* [What to work on]:
Find every line in the material below that contains the string "vertical", and copy each of those lines in full. Matching is case-sensitive.

* [Provided data]:

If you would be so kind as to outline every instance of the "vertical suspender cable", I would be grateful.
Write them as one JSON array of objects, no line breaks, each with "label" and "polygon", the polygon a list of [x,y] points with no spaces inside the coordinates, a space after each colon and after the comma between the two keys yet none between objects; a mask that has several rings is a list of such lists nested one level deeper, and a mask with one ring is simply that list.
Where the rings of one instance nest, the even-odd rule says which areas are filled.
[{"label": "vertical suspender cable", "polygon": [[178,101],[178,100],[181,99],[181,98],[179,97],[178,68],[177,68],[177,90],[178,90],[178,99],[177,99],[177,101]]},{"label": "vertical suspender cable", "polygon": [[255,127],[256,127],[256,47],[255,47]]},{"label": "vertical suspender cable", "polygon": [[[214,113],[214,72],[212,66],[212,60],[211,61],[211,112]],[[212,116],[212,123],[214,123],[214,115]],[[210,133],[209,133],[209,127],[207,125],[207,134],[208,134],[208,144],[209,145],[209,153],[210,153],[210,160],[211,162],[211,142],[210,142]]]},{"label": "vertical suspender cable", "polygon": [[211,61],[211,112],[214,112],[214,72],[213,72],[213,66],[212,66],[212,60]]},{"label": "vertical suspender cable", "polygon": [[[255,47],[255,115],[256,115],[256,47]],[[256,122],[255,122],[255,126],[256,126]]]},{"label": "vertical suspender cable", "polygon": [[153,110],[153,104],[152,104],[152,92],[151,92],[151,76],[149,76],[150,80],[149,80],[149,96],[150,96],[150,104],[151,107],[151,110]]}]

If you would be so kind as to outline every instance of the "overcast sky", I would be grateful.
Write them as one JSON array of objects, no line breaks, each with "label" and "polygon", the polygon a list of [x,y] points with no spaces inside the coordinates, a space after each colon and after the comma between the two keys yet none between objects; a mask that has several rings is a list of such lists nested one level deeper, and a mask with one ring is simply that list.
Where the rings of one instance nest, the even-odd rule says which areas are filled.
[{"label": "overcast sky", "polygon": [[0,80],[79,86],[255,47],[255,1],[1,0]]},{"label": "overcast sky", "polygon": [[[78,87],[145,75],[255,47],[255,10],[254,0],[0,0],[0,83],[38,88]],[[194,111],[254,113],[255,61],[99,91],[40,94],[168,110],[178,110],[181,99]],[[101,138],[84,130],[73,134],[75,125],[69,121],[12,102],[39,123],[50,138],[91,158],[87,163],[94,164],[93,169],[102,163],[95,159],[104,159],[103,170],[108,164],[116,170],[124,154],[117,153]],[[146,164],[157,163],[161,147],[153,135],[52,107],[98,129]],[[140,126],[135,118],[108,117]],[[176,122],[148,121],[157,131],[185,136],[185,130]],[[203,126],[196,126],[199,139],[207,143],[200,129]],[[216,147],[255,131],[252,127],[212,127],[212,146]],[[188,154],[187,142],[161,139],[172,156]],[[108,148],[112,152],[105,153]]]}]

==

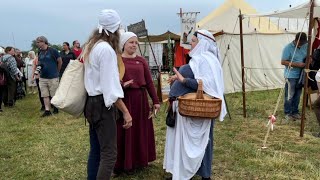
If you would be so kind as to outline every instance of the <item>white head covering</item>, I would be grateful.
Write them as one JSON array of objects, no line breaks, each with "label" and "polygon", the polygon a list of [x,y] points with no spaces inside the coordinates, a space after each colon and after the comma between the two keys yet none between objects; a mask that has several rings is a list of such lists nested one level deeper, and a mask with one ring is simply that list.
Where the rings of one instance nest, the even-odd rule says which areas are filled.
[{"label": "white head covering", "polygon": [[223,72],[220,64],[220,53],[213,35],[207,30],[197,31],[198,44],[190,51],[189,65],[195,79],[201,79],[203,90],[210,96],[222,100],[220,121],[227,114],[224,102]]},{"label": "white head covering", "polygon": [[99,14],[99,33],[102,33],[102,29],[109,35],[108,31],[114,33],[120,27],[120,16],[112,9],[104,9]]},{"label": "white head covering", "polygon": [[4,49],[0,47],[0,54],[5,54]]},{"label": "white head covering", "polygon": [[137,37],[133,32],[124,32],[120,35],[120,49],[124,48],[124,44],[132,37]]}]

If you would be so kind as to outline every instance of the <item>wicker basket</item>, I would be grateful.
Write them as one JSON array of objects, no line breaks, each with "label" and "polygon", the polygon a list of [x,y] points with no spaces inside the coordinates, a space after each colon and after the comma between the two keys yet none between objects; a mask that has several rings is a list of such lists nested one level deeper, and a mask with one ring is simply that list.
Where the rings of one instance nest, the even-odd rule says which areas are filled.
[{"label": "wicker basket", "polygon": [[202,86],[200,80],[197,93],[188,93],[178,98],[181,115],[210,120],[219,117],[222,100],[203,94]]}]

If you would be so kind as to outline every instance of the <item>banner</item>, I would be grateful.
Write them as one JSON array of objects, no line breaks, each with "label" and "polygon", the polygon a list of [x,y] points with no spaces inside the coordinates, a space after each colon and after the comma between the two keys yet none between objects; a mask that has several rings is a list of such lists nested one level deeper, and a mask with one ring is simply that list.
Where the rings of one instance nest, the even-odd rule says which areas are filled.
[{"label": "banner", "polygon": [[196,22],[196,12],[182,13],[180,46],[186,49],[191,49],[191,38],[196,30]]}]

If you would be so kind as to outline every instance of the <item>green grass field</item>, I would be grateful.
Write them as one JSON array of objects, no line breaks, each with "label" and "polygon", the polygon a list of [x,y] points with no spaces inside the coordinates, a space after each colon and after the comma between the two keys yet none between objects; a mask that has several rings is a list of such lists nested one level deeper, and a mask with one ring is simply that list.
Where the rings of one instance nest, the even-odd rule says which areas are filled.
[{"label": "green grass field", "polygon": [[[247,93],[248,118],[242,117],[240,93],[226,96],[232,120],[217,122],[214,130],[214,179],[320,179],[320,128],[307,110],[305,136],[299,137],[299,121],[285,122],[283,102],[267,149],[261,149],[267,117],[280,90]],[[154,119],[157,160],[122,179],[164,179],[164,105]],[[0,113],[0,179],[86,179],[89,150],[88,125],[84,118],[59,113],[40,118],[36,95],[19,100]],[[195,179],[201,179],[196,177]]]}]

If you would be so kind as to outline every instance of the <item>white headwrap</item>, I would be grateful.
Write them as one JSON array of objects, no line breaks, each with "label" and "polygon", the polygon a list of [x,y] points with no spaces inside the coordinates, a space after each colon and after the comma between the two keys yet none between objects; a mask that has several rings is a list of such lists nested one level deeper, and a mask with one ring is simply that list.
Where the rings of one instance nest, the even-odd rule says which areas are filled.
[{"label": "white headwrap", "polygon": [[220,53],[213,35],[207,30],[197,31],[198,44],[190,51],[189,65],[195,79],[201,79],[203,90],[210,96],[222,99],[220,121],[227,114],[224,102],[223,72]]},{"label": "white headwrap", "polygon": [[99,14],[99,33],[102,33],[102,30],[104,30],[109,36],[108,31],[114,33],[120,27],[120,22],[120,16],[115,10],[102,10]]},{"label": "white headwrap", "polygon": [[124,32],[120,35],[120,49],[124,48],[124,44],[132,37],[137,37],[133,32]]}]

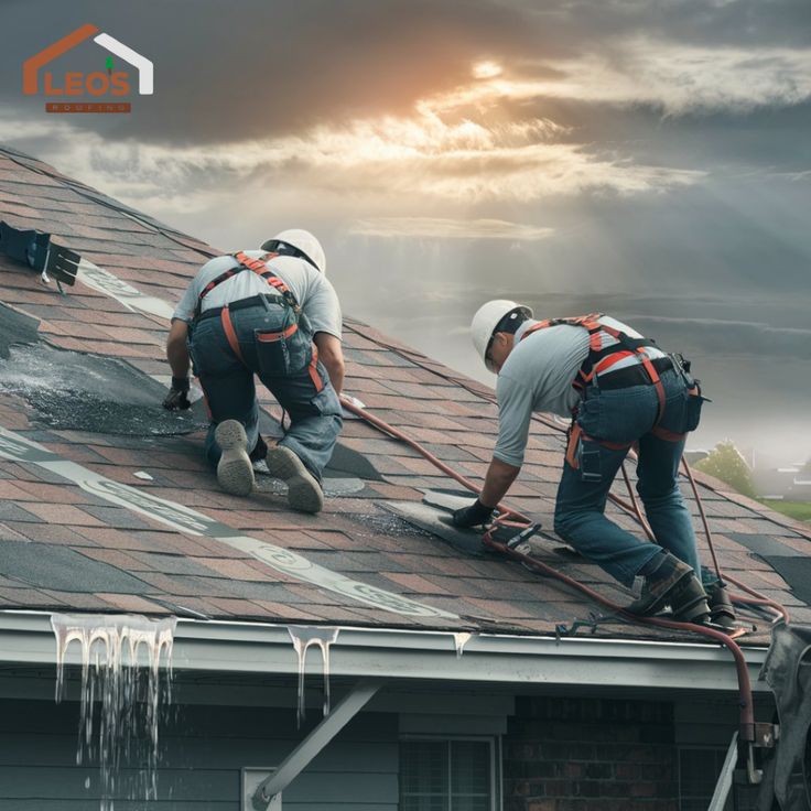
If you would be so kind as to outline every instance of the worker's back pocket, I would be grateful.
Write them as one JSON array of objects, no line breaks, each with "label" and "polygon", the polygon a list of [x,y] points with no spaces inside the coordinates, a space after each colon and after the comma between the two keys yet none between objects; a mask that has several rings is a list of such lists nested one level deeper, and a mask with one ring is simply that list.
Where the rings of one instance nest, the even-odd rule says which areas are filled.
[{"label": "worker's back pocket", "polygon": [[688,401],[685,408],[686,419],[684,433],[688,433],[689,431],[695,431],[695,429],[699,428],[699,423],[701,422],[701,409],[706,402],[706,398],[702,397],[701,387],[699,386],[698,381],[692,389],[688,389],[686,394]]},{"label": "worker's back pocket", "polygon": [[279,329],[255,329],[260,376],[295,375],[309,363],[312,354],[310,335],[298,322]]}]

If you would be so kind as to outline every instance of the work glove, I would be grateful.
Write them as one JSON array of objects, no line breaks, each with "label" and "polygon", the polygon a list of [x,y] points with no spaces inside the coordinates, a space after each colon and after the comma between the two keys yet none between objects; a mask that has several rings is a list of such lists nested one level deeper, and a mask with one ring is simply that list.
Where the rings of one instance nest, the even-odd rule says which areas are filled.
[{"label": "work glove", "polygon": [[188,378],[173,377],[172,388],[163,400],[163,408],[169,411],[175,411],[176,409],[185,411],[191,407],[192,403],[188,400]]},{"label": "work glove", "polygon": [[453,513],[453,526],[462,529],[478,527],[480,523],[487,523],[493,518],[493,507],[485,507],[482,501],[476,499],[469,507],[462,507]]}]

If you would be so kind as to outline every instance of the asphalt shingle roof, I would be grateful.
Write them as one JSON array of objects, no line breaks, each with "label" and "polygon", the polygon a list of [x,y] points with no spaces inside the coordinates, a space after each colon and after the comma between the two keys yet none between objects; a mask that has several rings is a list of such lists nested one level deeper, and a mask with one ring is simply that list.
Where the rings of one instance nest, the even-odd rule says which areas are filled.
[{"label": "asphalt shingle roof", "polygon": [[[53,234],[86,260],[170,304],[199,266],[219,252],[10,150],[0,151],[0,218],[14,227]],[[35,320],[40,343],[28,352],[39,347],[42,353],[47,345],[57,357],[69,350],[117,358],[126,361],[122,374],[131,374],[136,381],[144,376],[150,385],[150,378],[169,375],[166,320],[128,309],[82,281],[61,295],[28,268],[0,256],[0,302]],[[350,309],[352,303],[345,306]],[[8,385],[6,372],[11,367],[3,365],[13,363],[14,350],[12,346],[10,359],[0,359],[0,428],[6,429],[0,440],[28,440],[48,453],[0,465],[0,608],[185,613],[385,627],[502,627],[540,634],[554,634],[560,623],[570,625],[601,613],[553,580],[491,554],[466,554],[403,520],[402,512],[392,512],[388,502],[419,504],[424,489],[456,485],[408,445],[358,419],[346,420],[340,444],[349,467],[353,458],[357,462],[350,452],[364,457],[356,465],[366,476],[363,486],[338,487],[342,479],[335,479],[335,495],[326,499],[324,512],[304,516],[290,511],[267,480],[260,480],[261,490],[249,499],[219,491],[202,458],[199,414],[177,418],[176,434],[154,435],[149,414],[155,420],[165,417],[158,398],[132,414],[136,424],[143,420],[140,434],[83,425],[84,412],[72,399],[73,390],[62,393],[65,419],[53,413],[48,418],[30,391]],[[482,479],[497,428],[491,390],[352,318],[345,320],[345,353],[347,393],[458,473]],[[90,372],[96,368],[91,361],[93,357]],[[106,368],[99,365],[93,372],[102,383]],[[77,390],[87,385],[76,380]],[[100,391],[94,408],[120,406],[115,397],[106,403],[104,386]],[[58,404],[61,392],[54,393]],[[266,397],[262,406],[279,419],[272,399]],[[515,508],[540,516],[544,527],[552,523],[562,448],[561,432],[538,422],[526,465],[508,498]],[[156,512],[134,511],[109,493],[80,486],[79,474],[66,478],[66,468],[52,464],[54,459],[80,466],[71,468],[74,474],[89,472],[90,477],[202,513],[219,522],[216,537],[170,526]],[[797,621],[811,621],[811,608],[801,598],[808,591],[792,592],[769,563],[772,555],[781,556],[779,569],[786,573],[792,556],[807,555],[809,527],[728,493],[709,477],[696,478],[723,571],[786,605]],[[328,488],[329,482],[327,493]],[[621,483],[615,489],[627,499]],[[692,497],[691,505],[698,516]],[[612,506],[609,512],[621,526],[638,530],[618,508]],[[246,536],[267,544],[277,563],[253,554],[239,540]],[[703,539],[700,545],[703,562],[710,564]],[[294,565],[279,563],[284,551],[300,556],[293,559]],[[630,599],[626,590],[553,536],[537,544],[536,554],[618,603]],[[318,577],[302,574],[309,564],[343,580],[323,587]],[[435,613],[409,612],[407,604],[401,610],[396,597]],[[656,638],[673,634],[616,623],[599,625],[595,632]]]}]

--

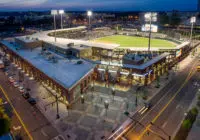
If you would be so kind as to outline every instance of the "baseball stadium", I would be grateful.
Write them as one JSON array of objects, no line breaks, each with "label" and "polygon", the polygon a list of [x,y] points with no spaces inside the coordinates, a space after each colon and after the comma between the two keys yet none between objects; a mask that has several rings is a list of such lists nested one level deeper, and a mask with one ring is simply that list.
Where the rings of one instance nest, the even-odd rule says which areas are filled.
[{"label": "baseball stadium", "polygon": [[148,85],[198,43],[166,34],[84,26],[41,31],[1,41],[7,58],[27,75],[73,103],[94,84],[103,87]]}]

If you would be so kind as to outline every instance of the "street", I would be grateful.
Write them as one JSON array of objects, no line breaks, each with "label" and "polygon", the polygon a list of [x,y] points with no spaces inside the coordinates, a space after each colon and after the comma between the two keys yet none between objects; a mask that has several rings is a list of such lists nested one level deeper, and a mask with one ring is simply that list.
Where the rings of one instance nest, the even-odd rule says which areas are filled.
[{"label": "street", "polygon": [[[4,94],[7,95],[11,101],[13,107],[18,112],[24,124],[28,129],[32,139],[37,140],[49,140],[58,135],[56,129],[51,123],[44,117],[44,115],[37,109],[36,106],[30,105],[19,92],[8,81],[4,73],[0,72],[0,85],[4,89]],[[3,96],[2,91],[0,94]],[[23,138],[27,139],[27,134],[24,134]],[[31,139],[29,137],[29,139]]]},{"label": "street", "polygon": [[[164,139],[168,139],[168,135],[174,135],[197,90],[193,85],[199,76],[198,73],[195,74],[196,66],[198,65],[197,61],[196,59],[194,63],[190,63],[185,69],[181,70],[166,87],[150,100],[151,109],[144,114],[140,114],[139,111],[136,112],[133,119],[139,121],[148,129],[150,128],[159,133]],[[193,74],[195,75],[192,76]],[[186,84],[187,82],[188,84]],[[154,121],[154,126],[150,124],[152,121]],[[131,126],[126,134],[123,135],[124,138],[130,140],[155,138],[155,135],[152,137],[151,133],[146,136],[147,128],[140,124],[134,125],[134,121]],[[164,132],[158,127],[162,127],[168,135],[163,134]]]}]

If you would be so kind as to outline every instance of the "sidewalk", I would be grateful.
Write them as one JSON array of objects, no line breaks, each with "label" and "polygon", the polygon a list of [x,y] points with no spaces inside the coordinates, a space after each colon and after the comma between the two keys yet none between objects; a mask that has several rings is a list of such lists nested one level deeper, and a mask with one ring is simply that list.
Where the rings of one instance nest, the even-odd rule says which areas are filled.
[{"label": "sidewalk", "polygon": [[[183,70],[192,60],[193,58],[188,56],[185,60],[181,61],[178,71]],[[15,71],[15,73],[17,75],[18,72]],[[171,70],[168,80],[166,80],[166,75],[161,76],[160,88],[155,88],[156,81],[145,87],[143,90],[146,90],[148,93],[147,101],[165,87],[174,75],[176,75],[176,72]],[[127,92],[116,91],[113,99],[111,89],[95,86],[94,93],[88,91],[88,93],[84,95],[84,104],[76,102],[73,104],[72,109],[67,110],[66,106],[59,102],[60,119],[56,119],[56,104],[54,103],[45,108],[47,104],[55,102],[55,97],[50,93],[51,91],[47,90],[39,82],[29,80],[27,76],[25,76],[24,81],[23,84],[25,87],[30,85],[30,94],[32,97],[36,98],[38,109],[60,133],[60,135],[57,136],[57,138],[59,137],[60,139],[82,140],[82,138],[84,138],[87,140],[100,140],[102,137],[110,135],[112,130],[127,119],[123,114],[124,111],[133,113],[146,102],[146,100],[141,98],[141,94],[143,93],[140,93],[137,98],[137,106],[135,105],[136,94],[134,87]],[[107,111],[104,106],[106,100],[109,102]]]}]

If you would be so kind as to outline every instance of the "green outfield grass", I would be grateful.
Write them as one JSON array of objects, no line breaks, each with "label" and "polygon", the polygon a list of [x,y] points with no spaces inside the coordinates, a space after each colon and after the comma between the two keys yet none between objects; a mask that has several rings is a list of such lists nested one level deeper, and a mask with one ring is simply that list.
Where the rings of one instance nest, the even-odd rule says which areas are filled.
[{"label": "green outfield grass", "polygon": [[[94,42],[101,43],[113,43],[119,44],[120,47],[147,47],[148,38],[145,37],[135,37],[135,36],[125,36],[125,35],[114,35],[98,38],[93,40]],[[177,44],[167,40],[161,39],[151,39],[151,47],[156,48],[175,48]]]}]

* [Response to this task]:
If you would be so kind as to outline every instance of the "vertical suspender cable", I would be grateful.
[{"label": "vertical suspender cable", "polygon": [[178,101],[178,100],[181,99],[181,98],[179,97],[178,68],[177,68],[177,90],[178,90],[178,99],[177,99],[177,101]]},{"label": "vertical suspender cable", "polygon": [[255,127],[256,127],[256,47],[255,47]]},{"label": "vertical suspender cable", "polygon": [[[214,113],[214,72],[212,66],[212,60],[211,61],[211,112]],[[212,116],[212,123],[214,123],[214,115]],[[210,133],[209,133],[209,127],[207,125],[207,134],[208,134],[208,144],[209,145],[209,153],[210,153],[210,160],[211,162],[211,142],[210,142]]]},{"label": "vertical suspender cable", "polygon": [[211,61],[211,112],[214,112],[214,72],[213,72],[213,66],[212,66],[212,60]]},{"label": "vertical suspender cable", "polygon": [[[255,47],[255,115],[256,115],[256,47]],[[256,122],[255,122],[255,126],[256,126]]]},{"label": "vertical suspender cable", "polygon": [[153,110],[153,104],[152,104],[152,92],[151,92],[151,76],[149,76],[150,80],[149,80],[149,96],[150,96],[150,104],[151,107],[151,110]]}]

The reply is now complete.